TASK PROMPT: Edit the fiber arts trail article from "Over three days, local" up to and including "Fiber Arts Trails.", changing "pamphlet" to "brochure" throughout that span.

The Threaded Streams Fiber Arts Trail, now in its second year, will open Thursday with 30 events across four cities.

Over three days, local creative types will tour and introduce themselves in Portage, Baraboo, Lodi and Prairie du Sac, and in some cases take the first steps to being professional artists.

“We call it a creativity weekend because our audience of enthusiasts who like to do road trips like this, they are lifelong learners,” said event organizer Jennifer Wilder, founder of the Wayzata, Minnesota-based Wildwood Press.

The project began with Wilder taking cross-country tours with her sister and sister-in-law in 2009. Wilder was a professional recruiter at a time when no companies were recruiting. In New Mexico, Wilder found a pamphlet at a yarn shop for the New Mexico Fiber Arts Trails.

“I was just like: ‘Wow, we have to do that in Minnesota,’” Wilder said.

In the meantime, she put together and published an art calendar book featuring 125 Midwest fiber artists, giving her a much better idea of the scope of that medium.

“I needed to learn about what people were doing and what they were making, and publishing those books was really instrumental, but now it is really about community building,” said Wilder.

Wilder took the idea of a Midwest fiber arts trail to the Wisconsin Museum of Quilt and Fiber Arts, and the first of the trails was organized in Cedarburg. About four years later, there are five trails, with two in Minnesota and three in Wisconsin, the most recent being added in Madison.

“It’s kind of like the fall art tour because it has Baraboo, Lodi, Prarie du Sac, and Portage,” said Rita Briant, owner of Prairie Flower Beads, who is hosting three workshops on necklace and bracelet making. “And we have some of the guest speakers in Portage this year.”

In its second year, new Portage businesses have joined in the project, which will also includes workshops at the Historic Indian Agency House.

Anne Katz, of Arts Wisconsin, will be the keynote speaker Friday night at the Portage Center for the Arts.

“I don’t live in that world, although I love all the things that people make,” said Katz, who lobbies and advises on the subjects of legislation, entrepreneurship, quality of life, civic impact of art and arts education. “What we try to do is bring everyone together to know how much the arts add to the education, economy and quality of life, and push that message that the arts are for everyone and that everyone is creative, and the arts are important to Wisconsin’s future.”

Part of the experience shared through the project is sharing heritage of 19th and early 20th century textile work and much older traditions from local native arts.

“The heritage that is expressed through the native arts and crafts is something we are trying to promote and speak up for,” said Katz. “We have wonderful artists all over in the state and the native artists that are working in fiber arts and it’s important to express creativity and it’s important to carry on the traditions of a people and it is important to Wisconsin’s life whether you are native or not.”

Events begin Thursday morning and conclude Saturday evening.

“One of the best parts are the relationships that are made between the trail members,” said Wilder. “Maybe they didn’t know people in Baraboo, but they do now and they work on projects.”

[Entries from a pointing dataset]
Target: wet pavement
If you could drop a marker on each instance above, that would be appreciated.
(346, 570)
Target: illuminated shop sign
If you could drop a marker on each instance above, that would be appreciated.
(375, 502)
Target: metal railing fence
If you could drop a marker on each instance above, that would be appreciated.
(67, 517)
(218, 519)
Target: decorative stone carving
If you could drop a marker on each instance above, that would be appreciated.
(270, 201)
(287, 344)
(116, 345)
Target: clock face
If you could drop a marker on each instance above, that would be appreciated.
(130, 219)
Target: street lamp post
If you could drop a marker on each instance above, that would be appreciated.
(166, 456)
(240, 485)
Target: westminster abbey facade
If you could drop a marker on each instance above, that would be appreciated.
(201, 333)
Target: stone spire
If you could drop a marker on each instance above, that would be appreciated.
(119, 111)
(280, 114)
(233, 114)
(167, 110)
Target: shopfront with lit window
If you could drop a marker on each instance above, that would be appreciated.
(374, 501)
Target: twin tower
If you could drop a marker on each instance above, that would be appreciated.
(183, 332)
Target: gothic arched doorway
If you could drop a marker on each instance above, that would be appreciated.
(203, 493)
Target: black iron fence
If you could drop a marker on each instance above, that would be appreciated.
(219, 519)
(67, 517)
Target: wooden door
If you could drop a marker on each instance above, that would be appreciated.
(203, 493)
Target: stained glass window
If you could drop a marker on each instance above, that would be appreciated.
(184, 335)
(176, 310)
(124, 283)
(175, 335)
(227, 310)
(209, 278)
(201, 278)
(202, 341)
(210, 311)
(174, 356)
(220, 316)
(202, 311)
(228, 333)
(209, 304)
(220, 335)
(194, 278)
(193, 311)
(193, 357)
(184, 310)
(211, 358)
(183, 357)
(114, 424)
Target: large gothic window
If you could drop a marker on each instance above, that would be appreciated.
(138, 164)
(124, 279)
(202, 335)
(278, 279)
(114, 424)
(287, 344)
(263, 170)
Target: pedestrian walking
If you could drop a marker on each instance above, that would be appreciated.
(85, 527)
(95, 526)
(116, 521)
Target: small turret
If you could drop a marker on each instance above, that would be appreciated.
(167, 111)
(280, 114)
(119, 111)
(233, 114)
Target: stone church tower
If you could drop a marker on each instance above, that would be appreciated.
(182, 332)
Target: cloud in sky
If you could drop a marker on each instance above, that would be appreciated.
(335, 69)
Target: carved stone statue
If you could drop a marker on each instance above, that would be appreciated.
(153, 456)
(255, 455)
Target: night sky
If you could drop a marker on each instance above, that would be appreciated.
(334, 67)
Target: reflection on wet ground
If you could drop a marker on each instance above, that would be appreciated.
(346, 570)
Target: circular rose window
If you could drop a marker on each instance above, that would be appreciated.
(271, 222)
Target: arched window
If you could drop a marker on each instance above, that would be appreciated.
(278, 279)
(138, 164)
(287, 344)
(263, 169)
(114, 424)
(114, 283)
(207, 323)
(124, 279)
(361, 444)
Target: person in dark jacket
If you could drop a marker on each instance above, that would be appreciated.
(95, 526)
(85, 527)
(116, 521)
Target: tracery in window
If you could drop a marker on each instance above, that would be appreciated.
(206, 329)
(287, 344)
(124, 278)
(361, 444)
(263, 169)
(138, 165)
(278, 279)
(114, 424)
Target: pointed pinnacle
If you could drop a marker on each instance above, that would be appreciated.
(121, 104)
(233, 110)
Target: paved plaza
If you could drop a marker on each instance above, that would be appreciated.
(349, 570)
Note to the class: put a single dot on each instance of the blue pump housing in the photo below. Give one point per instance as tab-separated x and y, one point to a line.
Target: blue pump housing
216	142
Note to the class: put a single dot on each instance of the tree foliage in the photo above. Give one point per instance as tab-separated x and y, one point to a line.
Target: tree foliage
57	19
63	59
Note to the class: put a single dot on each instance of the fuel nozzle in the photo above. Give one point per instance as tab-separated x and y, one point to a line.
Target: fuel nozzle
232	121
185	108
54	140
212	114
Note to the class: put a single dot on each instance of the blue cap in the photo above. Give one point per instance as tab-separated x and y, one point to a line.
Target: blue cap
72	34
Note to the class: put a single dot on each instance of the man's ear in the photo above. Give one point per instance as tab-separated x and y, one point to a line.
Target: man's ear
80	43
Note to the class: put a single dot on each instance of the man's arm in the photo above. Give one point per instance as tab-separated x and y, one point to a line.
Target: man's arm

SOLUTION TO THIS PROBLEM:
Over three days, local creative types will tour and introduce themselves in Portage, Baraboo, Lodi and Prairie du Sac, and in some cases take the first steps to being professional artists.

“We call it a creativity weekend because our audience of enthusiasts who like to do road trips like this, they are lifelong learners,” said event organizer Jennifer Wilder, founder of the Wayzata, Minnesota-based Wildwood Press.

The project began with Wilder taking cross-country tours with her sister and sister-in-law in 2009. Wilder was a professional recruiter at a time when no companies were recruiting. In New Mexico, Wilder found a brochure at a yarn shop for the New Mexico Fiber Arts Trails.